What to work on: Copy out the entries below exactly as they stand, but only from the line containing "example = [(373, 131)]" through the line containing "example = [(18, 189)]".

___

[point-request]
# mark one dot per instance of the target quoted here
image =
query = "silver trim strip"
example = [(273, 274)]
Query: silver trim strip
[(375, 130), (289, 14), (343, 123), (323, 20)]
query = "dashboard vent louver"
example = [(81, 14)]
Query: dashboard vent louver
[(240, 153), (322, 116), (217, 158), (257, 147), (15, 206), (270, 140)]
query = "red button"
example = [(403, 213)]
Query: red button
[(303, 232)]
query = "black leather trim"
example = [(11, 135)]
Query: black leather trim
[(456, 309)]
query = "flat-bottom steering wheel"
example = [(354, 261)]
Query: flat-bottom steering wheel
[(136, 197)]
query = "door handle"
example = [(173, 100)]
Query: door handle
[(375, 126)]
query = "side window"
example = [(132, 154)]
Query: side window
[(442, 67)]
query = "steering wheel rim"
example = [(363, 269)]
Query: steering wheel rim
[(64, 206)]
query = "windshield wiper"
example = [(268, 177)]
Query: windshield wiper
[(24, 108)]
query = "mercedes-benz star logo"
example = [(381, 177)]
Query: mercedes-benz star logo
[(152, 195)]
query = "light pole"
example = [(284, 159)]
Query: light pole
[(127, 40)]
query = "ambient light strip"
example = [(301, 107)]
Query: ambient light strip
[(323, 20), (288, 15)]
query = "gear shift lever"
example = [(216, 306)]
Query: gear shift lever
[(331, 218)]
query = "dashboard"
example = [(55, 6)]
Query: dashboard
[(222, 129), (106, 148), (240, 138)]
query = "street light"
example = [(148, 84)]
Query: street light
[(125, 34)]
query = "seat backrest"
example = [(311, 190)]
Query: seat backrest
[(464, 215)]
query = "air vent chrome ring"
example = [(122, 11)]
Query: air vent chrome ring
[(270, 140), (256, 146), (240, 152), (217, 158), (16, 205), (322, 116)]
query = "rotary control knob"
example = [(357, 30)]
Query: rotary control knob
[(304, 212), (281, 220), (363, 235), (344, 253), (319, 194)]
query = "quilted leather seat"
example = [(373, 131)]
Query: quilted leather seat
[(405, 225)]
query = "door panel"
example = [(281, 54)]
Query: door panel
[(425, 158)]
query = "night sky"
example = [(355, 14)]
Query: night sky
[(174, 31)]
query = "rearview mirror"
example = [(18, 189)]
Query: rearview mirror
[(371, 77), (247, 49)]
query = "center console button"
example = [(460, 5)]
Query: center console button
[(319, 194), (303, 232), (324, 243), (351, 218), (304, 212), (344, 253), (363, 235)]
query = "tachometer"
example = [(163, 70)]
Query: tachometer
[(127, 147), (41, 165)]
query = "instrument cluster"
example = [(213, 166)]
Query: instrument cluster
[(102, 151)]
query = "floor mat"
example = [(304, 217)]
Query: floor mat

___

Your response:
example = [(373, 131)]
Query: quilted leather seat
[(405, 225)]
query = "door panel"
example = [(281, 54)]
Query: door panel
[(425, 158)]
query = "night sky"
example = [(355, 14)]
Query: night sky
[(174, 31)]
query = "rearview mirror"
example = [(18, 189)]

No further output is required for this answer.